#### [Text block]
──────────

2. The wireless communication apparatus as claimed in claim 1,
wherein at least a part of said notch portion is bent.
3. The wireless communication apparatus as claimed in claim 1,
wherein one end of said notch portion is opened, whereby a notch
antenna is formed.
4. The wireless communication apparatus as claimed in claim 3,
wherein a conductive material allowing adjustment of length of said
notch portion is disposed in a vicinity of the opened end of said
notch portion.
5. The wireless communication apparatus as claimed in claim 1,
wherein a dielectric material is disposed within said notch portion
or in a vicinity of said notch portion.
6. The wireless communication apparatus as claimed in claim 1,
wherein said circuit component is a radio-frequency signal
processing circuit for transmitting and receiving a radio-frequency
signal; and said conductive member is a shield case having a
conductivity, for blocking unnecessary electromagnetic waves
emitted from said radio-frequency signal processing circuit.
7. The wireless communication apparatus as claimed in claim 6,
wherein an inside portion of said shield case covering said
radio-frequency signal processing circuit functions as a shield
portion for blocking said unnecessary electromagnetic waves, and an
outside portion of said shield case functions as a ground conductor
of said antenna.
Description
BACKGROUND OF THE INVENTION
The present invention relates to a wireless communication
apparatus, and particularly to a wireless communication apparatus
that can be reduced in size and improve antenna
characteristics.
Conventionally, in miniaturizing a wireless communication
apparatus, a radio-frequency wireless communication circuit (RF
circuit) and an antenna are miniaturized separately from each
other. When the RF circuit and the antenna circuit are miniaturized
separately from each other, however, there is a limit to
miniaturization of the wireless communication apparatus as a
whole.

──────────

#### [Work instructions]
(1) In the wireless communication apparatus patent text, what does the outside portion of the shield case function as?
(2) Write the next part of the wireless communication apparatus patent text, picking up after its final sentence.

──────────

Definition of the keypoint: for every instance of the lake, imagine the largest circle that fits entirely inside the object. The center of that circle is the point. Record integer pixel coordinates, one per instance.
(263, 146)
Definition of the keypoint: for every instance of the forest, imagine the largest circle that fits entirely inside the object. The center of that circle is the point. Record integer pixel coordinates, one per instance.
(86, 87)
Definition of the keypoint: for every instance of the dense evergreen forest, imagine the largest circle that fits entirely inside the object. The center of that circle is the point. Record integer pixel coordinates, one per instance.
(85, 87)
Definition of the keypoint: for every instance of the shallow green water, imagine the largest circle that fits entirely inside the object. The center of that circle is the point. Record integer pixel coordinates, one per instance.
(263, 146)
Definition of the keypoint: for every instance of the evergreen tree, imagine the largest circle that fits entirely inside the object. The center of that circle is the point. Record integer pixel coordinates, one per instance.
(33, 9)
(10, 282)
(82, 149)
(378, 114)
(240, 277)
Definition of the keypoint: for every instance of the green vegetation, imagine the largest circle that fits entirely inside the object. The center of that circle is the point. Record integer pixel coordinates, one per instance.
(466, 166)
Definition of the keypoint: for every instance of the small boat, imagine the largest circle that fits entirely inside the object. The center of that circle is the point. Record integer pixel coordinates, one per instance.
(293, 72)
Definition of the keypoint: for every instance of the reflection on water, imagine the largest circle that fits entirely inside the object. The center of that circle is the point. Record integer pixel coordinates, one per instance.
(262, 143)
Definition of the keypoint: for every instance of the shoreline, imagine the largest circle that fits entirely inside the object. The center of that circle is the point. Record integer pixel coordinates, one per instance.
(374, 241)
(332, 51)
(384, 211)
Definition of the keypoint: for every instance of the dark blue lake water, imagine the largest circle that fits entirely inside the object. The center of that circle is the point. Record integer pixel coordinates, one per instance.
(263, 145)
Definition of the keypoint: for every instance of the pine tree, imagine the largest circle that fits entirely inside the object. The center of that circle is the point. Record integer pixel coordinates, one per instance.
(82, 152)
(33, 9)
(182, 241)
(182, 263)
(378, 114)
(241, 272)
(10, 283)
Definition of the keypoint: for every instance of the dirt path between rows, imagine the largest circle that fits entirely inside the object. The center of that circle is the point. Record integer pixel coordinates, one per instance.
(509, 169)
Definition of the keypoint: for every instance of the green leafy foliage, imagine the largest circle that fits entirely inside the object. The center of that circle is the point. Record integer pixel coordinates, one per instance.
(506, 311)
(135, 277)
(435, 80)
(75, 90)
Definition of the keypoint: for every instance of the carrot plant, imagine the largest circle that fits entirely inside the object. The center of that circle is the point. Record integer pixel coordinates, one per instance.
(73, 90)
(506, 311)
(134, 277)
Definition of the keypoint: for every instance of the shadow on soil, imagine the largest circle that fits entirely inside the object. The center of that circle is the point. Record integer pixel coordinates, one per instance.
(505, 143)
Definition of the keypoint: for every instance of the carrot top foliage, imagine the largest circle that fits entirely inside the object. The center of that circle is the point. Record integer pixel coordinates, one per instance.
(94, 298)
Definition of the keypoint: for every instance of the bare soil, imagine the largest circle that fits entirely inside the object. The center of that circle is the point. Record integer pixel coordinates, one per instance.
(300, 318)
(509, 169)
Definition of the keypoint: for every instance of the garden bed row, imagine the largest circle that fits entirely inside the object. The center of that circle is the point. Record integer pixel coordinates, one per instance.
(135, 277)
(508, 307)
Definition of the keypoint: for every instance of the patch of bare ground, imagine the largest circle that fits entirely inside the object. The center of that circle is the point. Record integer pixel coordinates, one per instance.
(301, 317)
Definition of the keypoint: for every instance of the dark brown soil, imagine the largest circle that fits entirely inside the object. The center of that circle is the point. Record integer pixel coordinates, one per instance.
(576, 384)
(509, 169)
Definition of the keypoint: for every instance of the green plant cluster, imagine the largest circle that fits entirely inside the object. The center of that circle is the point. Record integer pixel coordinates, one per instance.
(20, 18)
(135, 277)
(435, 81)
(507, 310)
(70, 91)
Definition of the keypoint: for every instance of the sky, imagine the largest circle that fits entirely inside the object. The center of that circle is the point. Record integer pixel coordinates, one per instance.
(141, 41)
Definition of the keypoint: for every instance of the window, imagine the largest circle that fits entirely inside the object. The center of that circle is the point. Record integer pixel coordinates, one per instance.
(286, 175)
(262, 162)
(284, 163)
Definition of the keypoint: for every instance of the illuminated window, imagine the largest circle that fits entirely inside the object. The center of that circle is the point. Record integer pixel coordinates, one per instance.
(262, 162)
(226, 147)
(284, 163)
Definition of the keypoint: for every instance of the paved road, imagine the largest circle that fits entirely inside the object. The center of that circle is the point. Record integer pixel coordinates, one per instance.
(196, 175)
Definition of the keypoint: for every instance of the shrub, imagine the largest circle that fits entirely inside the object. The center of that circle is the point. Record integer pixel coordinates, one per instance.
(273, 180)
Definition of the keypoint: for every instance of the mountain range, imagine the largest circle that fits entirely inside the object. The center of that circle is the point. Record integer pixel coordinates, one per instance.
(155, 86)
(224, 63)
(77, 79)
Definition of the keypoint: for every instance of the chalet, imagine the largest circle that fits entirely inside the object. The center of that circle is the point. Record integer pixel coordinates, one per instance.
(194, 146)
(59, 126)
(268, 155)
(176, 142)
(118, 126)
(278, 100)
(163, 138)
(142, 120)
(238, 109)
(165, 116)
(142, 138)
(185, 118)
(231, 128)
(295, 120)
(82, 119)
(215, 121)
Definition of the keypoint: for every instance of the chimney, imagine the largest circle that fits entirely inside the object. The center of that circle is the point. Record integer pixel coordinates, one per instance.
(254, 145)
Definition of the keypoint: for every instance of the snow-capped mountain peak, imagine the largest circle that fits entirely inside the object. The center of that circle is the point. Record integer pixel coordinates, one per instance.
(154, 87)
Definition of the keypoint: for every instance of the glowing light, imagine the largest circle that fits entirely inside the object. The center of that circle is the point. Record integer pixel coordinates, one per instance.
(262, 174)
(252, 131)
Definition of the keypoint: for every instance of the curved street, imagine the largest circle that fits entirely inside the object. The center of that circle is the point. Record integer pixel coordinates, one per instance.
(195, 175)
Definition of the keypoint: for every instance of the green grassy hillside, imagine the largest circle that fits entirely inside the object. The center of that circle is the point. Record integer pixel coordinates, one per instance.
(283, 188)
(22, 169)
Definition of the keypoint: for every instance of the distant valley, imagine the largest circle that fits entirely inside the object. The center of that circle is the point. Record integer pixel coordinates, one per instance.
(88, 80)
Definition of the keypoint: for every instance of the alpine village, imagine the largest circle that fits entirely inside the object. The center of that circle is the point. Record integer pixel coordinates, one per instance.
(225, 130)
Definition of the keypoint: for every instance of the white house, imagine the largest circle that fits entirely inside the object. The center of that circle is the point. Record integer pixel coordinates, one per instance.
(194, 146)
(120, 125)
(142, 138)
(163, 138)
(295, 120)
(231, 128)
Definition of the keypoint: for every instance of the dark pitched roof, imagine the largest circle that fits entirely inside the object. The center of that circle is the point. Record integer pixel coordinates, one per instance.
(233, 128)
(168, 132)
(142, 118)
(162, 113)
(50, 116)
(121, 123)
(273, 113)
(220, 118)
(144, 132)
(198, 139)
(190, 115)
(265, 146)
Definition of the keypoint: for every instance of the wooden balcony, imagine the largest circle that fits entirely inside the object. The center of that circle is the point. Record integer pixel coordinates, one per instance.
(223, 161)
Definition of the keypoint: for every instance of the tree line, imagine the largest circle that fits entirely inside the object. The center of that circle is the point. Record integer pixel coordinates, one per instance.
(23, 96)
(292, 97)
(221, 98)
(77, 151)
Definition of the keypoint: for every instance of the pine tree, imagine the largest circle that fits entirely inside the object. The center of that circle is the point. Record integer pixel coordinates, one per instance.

──────────

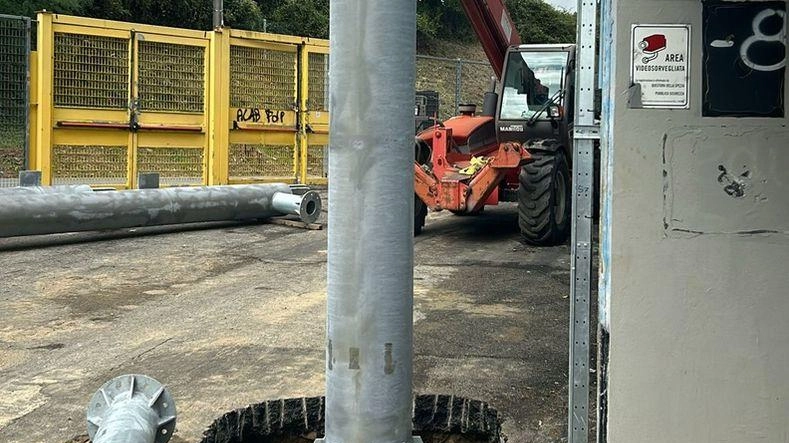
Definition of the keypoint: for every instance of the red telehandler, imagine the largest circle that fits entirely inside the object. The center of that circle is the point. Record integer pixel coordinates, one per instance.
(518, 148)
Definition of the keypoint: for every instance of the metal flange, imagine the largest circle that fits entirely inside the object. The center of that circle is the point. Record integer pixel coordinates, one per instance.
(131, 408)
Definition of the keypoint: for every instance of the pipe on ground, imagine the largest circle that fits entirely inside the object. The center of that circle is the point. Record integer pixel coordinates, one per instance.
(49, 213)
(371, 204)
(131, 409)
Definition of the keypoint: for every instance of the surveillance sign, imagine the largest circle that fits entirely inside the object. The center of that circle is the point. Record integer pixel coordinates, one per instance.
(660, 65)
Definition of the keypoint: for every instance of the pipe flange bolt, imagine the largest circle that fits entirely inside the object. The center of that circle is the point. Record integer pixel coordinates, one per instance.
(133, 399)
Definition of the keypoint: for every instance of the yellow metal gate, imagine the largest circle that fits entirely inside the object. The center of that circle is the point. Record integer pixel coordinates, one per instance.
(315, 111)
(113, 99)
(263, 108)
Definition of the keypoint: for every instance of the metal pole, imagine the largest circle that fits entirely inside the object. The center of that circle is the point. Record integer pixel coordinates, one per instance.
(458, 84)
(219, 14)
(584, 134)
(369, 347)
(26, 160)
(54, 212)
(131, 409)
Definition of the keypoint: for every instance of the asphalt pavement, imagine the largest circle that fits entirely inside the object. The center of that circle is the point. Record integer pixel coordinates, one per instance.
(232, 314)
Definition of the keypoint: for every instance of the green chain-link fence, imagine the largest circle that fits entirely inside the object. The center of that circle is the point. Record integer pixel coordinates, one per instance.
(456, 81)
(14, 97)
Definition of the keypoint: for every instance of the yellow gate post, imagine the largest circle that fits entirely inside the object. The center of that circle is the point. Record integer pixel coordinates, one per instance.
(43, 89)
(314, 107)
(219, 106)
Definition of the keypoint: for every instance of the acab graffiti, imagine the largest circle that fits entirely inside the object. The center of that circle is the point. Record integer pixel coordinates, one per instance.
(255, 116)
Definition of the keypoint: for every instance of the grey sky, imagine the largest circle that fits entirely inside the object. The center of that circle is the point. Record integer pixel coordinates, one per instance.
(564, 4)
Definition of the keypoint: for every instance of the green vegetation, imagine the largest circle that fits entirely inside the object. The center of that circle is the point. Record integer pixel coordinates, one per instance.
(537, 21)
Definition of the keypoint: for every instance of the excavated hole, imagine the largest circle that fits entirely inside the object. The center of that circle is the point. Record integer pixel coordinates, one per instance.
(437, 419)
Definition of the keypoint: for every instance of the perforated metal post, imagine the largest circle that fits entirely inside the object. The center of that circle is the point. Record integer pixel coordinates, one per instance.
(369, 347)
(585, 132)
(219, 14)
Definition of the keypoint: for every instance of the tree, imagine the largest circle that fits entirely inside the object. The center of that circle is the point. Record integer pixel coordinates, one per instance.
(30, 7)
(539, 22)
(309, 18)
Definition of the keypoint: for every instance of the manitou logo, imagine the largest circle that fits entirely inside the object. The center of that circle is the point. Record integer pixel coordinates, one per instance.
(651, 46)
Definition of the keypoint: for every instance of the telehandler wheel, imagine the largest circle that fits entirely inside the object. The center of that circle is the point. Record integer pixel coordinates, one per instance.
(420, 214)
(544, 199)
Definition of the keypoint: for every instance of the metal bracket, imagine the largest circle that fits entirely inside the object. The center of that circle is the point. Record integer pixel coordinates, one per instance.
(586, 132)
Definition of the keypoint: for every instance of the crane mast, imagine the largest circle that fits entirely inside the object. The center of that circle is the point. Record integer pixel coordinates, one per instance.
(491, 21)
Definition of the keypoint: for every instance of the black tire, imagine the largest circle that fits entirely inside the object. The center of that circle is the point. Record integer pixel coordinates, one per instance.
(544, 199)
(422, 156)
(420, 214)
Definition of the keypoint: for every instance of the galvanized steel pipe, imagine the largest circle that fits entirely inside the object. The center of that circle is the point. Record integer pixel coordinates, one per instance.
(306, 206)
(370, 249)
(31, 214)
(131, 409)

──────────

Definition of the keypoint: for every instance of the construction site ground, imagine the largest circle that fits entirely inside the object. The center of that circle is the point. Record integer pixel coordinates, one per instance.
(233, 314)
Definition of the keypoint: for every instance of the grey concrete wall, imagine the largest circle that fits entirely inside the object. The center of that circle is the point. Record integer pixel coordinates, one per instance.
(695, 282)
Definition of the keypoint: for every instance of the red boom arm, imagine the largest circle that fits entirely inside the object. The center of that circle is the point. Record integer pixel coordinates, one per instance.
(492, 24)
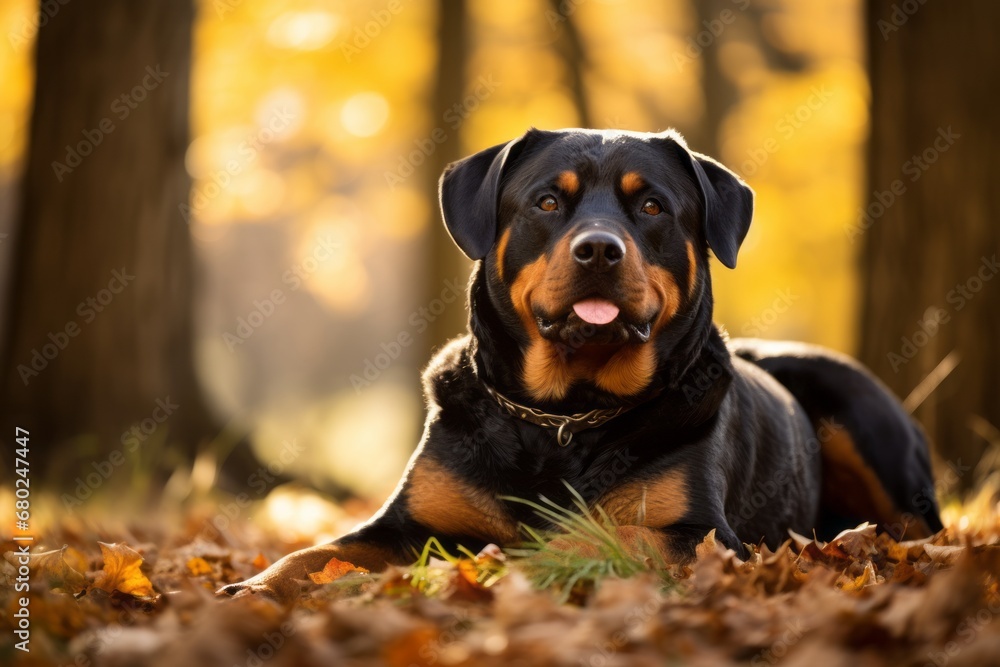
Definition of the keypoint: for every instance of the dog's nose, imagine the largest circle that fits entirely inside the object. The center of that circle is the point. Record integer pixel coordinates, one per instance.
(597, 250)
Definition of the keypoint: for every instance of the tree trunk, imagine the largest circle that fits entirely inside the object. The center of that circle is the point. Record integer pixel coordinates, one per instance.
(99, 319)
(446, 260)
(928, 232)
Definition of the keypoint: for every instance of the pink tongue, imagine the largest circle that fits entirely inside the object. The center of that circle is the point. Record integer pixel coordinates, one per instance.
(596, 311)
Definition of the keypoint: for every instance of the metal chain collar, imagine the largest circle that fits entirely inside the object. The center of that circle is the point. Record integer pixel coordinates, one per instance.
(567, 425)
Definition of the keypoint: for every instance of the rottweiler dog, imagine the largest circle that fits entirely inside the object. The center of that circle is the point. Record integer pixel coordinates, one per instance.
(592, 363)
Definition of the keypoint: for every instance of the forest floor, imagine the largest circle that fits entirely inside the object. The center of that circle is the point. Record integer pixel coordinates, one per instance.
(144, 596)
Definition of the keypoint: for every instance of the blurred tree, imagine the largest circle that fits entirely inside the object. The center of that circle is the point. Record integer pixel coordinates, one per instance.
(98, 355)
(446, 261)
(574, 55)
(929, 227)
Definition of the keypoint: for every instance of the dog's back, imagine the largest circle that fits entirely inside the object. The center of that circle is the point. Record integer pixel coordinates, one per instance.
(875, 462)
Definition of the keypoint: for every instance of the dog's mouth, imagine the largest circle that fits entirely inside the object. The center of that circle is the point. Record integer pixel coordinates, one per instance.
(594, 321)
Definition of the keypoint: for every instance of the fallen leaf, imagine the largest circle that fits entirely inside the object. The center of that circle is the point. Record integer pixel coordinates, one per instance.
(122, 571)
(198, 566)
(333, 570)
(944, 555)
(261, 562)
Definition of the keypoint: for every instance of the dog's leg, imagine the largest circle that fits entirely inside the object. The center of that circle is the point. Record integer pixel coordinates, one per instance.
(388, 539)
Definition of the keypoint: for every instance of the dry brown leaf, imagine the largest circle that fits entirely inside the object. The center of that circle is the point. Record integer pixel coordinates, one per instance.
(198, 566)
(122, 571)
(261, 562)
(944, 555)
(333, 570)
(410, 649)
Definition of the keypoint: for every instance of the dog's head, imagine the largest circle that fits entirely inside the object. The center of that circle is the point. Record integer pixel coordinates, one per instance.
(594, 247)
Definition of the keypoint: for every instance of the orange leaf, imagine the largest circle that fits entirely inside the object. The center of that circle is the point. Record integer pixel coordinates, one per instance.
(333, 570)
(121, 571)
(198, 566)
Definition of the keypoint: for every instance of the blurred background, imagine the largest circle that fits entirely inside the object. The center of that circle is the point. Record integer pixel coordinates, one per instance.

──────────

#### [Written responses]
(1) A ground conductor of the antenna.

(2)
Accordingly, in general, attempts have been made to miniaturize the
wireless communication apparatus as a whole by integrating a module
and a semiconductor used in the wireless communication circuit with
the antenna (see for example patent literature 1, patent literature
2, patent literature 3, and patent literature 4).
In a receiving module unit described in the patent literature 1, an
antenna and a circuit protected with a shield pattern for magnetic
shielding are formed on an identical plane, whereby the receiving
module as a whole is miniaturized and mutual effects between the
circuits are eliminated.
In a semiconductor package described in the patent literature 2, an
antenna pattern in a shape of one loop is provided around an IC
chip on a circuit board, thereby effecting miniaturization.
In an antenna module and a wireless communication apparatus using
the antenna module described in the patent literature 3, an antenna
is laminated on a circuit board via a dielectric substrate, and a
layout of internal parts is optimized to avoid effects on a portion
that greatly contributes to frequency bandwidth in the antenna
device, thereby effecting miniaturization.
In the case of an antenna built in a computer terminal described in
the patent literature 4, which antenna is not integrated with a
wireless communication circuit, a slot antenna is formed using a
thin plate-shaped stay, and the slot antenna is installed in a gap
at a sidewall of a computer frame, thereby effecting
miniaturization.
[Patent Literature 1]
Japanese Patent Laid-Open No. Hei 9-116240 (page 3, FIG. 1)
[Patent Literature 2]
Japanese Patent Laid-Open No. Hei 7-176646 (page 2 and page 3, FIG.
1)
[Patent Literature 3]
Japanese Patent Laid-Open No. 2001-298321 (page 3 and page 4, FIG.
1)
[Patent Literature 4]
Japanese Patent Laid-Open No. 2002-84117 (page 5 and page 6, FIG. 2
and FIG. 5)
However, the receiving module unit in the patent literature 1 and
the semiconductor package in the patent literature 2 have problems
in that when a ground pattern of the board is adjacent to the
antenna pattern, antenna efficiency is degraded significantly and,
at the same time, a narrower band results.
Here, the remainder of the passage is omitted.